Task requirements. Copy the records below verbatim, from the line with "Task: For every instance of the whitewater" up to and including the line with "Task: For every instance of the wooden handrail". Leave the pictures out of your copy.

A block of data.

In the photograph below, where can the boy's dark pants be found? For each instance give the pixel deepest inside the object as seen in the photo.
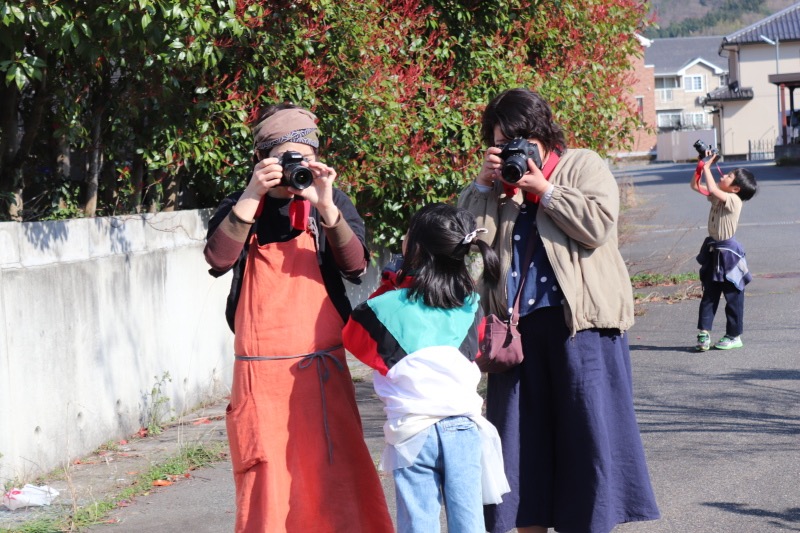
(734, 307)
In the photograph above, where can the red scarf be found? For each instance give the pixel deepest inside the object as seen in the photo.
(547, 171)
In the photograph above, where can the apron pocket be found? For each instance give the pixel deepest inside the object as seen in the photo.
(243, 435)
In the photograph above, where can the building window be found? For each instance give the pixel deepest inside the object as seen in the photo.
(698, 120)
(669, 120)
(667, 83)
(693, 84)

---

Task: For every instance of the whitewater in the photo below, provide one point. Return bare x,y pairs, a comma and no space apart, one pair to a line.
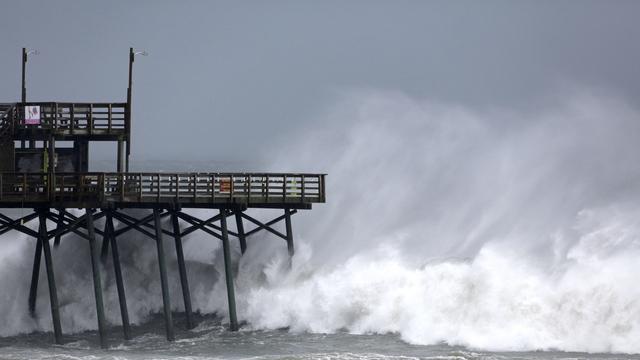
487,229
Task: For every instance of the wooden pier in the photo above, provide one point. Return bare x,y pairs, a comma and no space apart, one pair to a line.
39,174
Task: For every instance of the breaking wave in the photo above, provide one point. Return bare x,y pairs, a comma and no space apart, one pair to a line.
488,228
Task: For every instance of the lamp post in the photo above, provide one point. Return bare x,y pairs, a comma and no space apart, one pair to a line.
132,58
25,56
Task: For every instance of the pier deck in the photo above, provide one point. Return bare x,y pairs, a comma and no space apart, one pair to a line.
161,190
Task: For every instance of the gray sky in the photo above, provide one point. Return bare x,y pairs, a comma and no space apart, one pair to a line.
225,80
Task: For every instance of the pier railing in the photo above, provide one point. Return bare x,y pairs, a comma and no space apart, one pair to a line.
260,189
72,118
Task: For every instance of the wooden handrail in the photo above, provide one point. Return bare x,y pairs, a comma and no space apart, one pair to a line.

* * *

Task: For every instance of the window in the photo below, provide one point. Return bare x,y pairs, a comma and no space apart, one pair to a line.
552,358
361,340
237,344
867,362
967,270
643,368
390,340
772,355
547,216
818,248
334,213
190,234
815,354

Solution below.
Task: For every instance of the whitewater in the photo below, provide one point. Return bare x,y pairs, a comma and no space apart, one pair to a line.
487,229
Task: For every instance of the wooden pier in the photo above, provide one point. Return bare x,y pairs, a comma and no space apart, one pair to a line.
39,174
Task: For every instance of the breaking wave in the photo above, provide one point. Return bare x,y pairs, a comma and no space apart, one pair to a line.
488,228
Task: For every instance of the lamp post in the photo above, provide one point. Return bare x,y pairs, a comma and no space apart, one pair to a line.
132,58
25,56
Task: For every instance of the pier deck in the photo above, provide one point. Return bare x,y pairs, a comma and no space apart, one pair to a line.
161,190
Task: For every instance of the gray sky in the photo above, provide one point. Return bare x,y pairs, a comma and no space apart, one pair to a line.
225,80
Task: For every instance of the pier railing in the photo above, provide one point. Return bare x,y pairs, a comma and no space apart, one pair to a line.
260,189
72,118
Task: For every instance of the wooden handrail in the photo above, provide one point. Return bare x,y pairs, a comma and no space apart, one pair to a line.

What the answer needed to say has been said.